[Exercise]: Of the material below, only the lines from the line containing "positive clicks: (508, 575)" down to the line containing "box: [489, 571, 550, 640]" belong in the answer, written out exactly.

- - - - -

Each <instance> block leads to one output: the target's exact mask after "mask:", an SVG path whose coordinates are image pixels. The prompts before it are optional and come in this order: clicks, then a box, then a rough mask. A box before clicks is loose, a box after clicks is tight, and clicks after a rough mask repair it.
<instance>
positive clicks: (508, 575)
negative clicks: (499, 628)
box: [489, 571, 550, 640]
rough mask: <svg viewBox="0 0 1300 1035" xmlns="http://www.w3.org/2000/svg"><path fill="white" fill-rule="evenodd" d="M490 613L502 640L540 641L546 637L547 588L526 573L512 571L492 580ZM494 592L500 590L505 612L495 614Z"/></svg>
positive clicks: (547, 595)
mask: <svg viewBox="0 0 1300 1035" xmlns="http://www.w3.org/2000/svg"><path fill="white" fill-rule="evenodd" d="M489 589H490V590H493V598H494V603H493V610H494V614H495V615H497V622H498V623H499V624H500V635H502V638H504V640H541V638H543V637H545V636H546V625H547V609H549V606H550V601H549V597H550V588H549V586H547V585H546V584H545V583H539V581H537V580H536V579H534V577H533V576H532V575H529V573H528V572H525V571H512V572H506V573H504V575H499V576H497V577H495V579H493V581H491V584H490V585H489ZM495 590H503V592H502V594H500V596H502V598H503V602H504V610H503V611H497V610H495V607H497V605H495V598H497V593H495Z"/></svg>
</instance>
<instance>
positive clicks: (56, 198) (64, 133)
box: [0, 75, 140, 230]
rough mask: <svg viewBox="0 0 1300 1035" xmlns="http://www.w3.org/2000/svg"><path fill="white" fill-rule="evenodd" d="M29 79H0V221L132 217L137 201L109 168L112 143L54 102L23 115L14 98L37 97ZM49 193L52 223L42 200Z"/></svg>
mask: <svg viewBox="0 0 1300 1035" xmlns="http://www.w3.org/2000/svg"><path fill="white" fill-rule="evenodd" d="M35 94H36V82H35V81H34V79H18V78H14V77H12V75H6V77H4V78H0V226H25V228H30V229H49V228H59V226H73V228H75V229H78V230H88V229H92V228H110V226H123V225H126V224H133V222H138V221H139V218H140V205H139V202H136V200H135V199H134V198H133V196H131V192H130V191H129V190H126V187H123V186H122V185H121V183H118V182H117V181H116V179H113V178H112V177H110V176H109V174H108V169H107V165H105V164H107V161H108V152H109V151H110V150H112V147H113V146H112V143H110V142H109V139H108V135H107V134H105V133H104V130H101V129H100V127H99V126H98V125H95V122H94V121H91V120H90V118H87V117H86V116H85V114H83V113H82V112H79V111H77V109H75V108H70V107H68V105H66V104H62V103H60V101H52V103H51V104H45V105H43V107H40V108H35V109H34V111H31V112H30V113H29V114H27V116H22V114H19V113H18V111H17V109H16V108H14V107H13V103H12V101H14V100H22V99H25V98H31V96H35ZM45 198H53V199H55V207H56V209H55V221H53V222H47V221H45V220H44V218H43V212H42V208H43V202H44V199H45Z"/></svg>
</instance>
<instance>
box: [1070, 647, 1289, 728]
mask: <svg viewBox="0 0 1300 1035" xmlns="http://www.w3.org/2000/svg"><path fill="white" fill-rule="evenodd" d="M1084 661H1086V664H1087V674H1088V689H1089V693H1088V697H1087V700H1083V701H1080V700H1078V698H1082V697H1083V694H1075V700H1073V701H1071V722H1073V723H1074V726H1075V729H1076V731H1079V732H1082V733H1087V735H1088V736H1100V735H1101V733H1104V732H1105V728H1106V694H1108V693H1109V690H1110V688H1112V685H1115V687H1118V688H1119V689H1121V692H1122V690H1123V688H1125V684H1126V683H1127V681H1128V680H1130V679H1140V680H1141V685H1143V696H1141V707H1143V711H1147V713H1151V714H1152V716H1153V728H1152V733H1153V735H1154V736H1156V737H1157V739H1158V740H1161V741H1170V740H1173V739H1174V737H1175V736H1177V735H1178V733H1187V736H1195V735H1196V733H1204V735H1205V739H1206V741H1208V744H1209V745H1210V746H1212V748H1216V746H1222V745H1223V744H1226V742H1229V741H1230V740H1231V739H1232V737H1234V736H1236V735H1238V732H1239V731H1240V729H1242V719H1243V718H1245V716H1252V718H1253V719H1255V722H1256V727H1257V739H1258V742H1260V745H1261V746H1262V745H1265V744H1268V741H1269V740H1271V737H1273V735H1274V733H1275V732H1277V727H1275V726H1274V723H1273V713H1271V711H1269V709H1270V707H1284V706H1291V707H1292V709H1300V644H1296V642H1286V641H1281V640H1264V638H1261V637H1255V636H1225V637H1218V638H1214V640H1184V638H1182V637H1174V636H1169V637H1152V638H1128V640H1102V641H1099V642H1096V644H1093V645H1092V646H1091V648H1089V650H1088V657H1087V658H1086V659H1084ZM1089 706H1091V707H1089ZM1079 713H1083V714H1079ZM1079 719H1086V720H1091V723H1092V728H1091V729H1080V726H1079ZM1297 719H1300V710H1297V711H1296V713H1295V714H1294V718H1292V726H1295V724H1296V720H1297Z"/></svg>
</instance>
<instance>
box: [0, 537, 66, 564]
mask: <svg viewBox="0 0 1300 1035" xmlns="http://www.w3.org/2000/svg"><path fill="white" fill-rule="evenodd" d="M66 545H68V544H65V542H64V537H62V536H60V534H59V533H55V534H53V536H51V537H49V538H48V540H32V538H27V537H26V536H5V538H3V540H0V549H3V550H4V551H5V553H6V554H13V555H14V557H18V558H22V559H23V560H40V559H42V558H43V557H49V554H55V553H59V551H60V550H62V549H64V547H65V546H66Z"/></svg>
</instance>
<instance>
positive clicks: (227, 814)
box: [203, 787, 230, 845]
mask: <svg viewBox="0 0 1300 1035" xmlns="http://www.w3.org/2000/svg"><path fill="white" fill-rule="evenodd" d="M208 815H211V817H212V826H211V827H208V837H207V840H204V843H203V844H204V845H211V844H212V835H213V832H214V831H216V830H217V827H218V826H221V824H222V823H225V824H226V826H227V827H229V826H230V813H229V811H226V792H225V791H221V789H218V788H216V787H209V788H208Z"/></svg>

- - - - -

[Response box]:
positive clicks: (508, 575)
negative clicks: (499, 628)
box: [489, 571, 550, 640]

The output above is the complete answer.